**TASK DETAILS:**
Copy out, word for word, the items below from their first line up to and including the line with "[277, 651, 521, 781]".
____________
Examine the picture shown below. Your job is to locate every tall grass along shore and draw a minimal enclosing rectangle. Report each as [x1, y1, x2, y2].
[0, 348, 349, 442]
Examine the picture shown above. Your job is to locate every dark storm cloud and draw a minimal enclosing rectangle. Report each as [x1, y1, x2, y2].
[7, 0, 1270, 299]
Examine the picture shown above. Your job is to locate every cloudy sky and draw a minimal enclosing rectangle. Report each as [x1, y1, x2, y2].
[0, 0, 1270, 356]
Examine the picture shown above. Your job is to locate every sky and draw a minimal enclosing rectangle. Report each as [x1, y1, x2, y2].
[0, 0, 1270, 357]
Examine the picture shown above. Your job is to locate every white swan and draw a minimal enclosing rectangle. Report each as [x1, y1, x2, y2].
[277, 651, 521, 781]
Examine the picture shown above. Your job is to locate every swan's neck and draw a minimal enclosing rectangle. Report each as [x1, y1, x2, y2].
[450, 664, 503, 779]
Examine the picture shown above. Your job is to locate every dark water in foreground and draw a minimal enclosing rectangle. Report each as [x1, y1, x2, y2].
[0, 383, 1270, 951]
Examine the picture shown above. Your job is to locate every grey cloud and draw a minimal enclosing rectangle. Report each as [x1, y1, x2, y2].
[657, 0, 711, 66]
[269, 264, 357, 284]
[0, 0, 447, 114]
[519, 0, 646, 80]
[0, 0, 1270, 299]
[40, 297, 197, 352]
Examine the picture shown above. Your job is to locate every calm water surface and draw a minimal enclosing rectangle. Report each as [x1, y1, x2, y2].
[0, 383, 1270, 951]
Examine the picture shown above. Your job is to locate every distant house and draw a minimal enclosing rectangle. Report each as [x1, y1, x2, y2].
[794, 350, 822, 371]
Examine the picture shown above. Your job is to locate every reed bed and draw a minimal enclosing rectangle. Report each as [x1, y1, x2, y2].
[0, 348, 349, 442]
____________
**RESPONSE BELOW:**
Examine the picture shown below. Your job is to locate every tall grass along shore and draw a minimal enclosing rectangle. Report each as [x1, y1, x2, y2].
[0, 348, 349, 442]
Examine the picture shown above. Your job is to locate every dark storm cloud and draw a minimal enclosing rectangle. Report each as [x1, y1, x2, y2].
[7, 0, 1270, 299]
Examine the picture shown above. Your job is to locate every cloudy sky and draw a minimal enclosing rectangle. Report each as [x1, y1, x2, y2].
[0, 0, 1270, 356]
Examine the picture shown above. Your job is to locate every sky and draw a minimal enclosing rectangle. Report each as [x1, y1, x2, y2].
[0, 0, 1270, 357]
Examine the picture shown above. Your job is to locate every white swan and draw a minimal enclosing rectangle. Report each as [x1, y1, x2, y2].
[277, 651, 521, 781]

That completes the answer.